§ Passage cité
****

CA Grenoble, ch. des urgences, 27 novembre 2001, n° 01-02639
GRENOBLE
Arrêt
Infirmation
PARTIES
Demandeur :
Warmtec et Caldis (SARL)
Défendeur :
France Geothermie
COMPOSITION DE LA JURIDICTION
Président :
Mme Husquin
Conseillers :
M. Rebuffet, Mme Phaure
Avoués :
SCP Calas, SCP Hervé Jean Pougnand
Avocats :
Mes Fessler, Winckel, Laurent.
Le 5 décembre 1995, Monsieur Jean-Paul Camarano et Monsieur Patrice Malgouverne constituaient la société France Geothermie, dont ils étaient dès lors les deux associés à part égale.
Alors que Monsieur Camarano se voyait confier le mandat de gérant de cette société, Monsieur Malgouverne se voyait confier les fonctions de Directeur Technique et de Directeur Administratif et Financier.
Au terme d'un accord de résiliation conventionnel du 11 mai 2000, Monsieur Malgouverne démissionnait de son emploi et proposait la cession de ses parts à Monsieur Camarano.
En juin 2000, Monsieur Malgouverne décidait de constituer sa propre société dénommée Caldis, puis Warmtec, et ayant pour objet l'exercice d'une activité de commercialisation et d'installation de système de chauffage thermique et aérologique.
Estimant que la société Caldis se livrait à une activité directement concurrente de la sienne, usant pour ce faire de procédés totalement déloyaux et parasitaires à son encontre, France Geothermie engageait alors diverses procédures judiciaires.
Par acte en date du 19 décembre 2000, elle assignait la société Caldis devant le Tribunal de Commerce de Grenoble, afin de voir cette dernière condamnée à lui verser la somme de 1.971.104 F en réparation du préjudice subi en raison de :
- concurrence déloyale par parasitisme,
- contrefaçon de logiciel,
- concurrence déloyale par dénigrement.
Parallèlement, France Geothermie assignait également devant le Conseil des Prud'hommes de Grenoble Monsieur Vinckevleugel, son ancien VRP démissionnaire, pour violation de sa clause de non concurrence, ce dernier étant devenu VRP pour Caldis.

****

§ Données fournies

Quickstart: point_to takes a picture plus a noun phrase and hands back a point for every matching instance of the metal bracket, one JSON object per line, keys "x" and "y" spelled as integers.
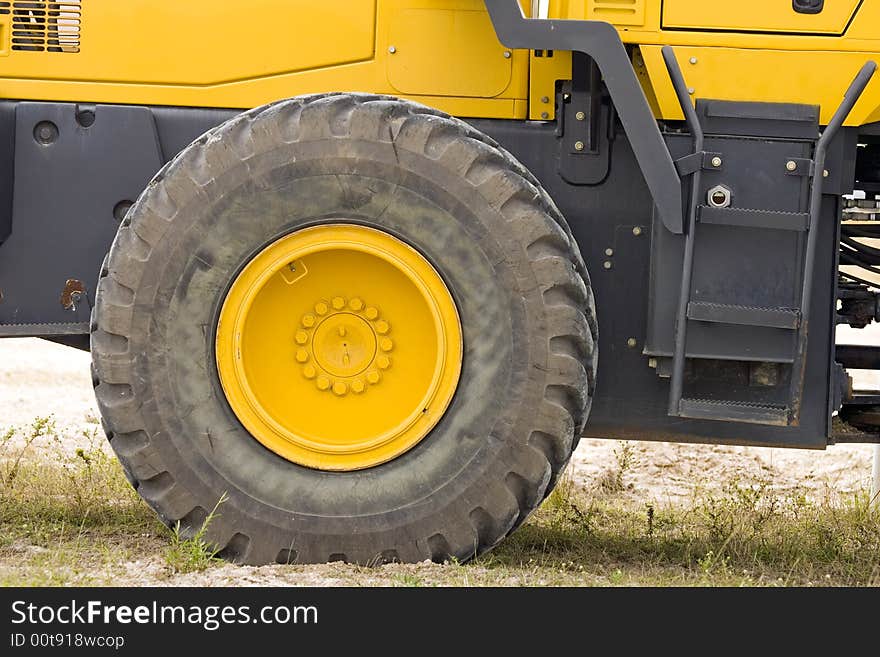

****

§ Énoncé
Rédigez la suite de l'arrêt opposant France Geothermie à la société Caldis, en reprenant juste après sa dernière phrase.

§ Réponse ci-dessous
Elle saisissait enfin le Juge de l'Exécution d'une requête tendant à se voir autoriser à pratiquer à titre conservatoire une saisie-attribution des comptes de la société Caldis à la BPDAS.
Cette autorisation était donnée par ordonnance du 20 février 2001, et une saisie pratiquée le 1er mars 2001 permettait de rendre indisponible la somme de 2.367,27 euros.
Une autre ordonnance sur requête était rendue le 11 juillet 2001 et autorisait des saisies conservatoires entre les mains de différents clients et concessionnaires de Caldis, dont certaines ont été exécutées.
Dans ce contexte, la société Caldis saisissait, par acte du 5 mars 2001, le Juge de l'Exécution d'une demande en mainlevée de la saisie du 1er mars 2001.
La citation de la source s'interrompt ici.